[Records excerpted from a collection]

-=-=-

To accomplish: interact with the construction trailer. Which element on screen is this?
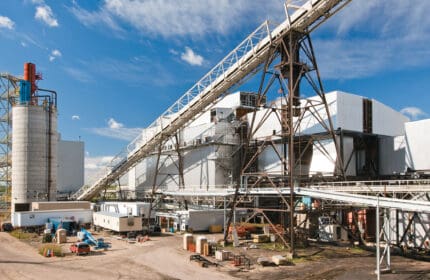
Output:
[31,201,91,211]
[96,201,155,218]
[93,211,143,232]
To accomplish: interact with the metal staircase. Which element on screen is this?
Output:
[72,0,351,200]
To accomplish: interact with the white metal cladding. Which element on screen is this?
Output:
[74,0,350,200]
[57,140,84,193]
[12,106,58,209]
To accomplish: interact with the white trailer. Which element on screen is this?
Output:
[11,209,93,227]
[93,212,143,232]
[100,201,155,218]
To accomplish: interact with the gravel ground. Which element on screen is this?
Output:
[0,232,430,280]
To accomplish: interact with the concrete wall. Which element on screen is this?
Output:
[372,99,409,136]
[57,140,85,193]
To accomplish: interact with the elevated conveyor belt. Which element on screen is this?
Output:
[72,0,350,200]
[235,188,430,213]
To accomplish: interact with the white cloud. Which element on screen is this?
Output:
[313,0,430,79]
[70,4,124,34]
[63,67,93,83]
[34,4,58,27]
[400,107,427,120]
[108,118,124,129]
[89,118,142,141]
[0,16,15,30]
[72,0,284,37]
[49,50,62,61]
[181,47,204,66]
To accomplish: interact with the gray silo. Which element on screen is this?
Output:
[11,63,58,212]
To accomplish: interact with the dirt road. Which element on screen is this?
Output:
[0,232,430,280]
[0,232,233,280]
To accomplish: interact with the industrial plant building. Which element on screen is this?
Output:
[124,91,430,199]
[3,1,430,276]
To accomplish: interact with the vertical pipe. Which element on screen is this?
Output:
[223,196,227,236]
[288,32,299,256]
[385,209,391,270]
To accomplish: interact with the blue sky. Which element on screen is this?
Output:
[0,0,430,183]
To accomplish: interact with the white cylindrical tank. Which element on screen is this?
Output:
[11,105,58,211]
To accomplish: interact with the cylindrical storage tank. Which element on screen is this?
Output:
[11,105,58,211]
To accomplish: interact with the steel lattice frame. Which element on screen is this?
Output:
[0,73,19,211]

-=-=-

Quote all of the lines above word for word, omitting the pictures.

■ **Worked solution**
To accomplish: interact with the construction trailer. Which element on screen is this?
Output:
[31,201,91,211]
[96,201,155,218]
[93,211,143,232]
To accomplish: interact with the metal staircase. Which element on screen is this?
Output:
[72,0,351,200]
To accomplish: interact with the white metal cladding. Which element on screen is this?
Output:
[74,0,350,200]
[57,140,84,193]
[12,106,58,209]
To accomplish: interact with the white trailer. Which element on screen is this?
Output:
[11,209,93,227]
[93,212,143,232]
[100,201,155,218]
To accomplish: interact with the gravel ground. Which element on screen is this?
Output:
[0,232,430,280]
To accomplish: interact with the concrete wall. Which element on screen is this?
Output:
[372,99,409,136]
[57,140,85,193]
To accomplish: interact with the elevated conveyor belt. Which element on screen is this?
Output:
[72,0,350,200]
[235,188,430,213]
To accomplish: interact with the white cloud. Which element on screen is this?
Output:
[313,0,430,79]
[70,4,124,34]
[63,67,93,83]
[34,4,58,27]
[400,107,427,120]
[108,118,124,129]
[89,118,142,141]
[0,16,15,30]
[72,0,284,37]
[49,50,62,61]
[181,47,204,66]
To accomplish: interact with the gray silo. Which element on screen is this?
Output:
[11,63,58,212]
To accomplish: interact with the dirt road. Which element on screen is this?
Output:
[0,232,430,280]
[0,232,233,280]
To accomplish: interact with the industrial plant building. Which element on screen is this?
Output:
[124,91,430,199]
[3,1,430,276]
To accomplish: interact with the vertical pipe. Which element on screen is this?
Output:
[223,196,227,236]
[288,32,299,256]
[385,209,391,270]
To accomplish: interact with the blue sky. Which element on screen is this?
Output:
[0,0,430,183]
To accomplish: interact with the white cylindrical tank. Which element on screen is this?
Output:
[11,105,58,211]
To accomplish: interact with the cylindrical storage tank. Which element on screen is this?
Output:
[11,105,58,211]
To accomplish: interact with the steel lattice frame. Which element on screen is this?
Output:
[0,73,19,211]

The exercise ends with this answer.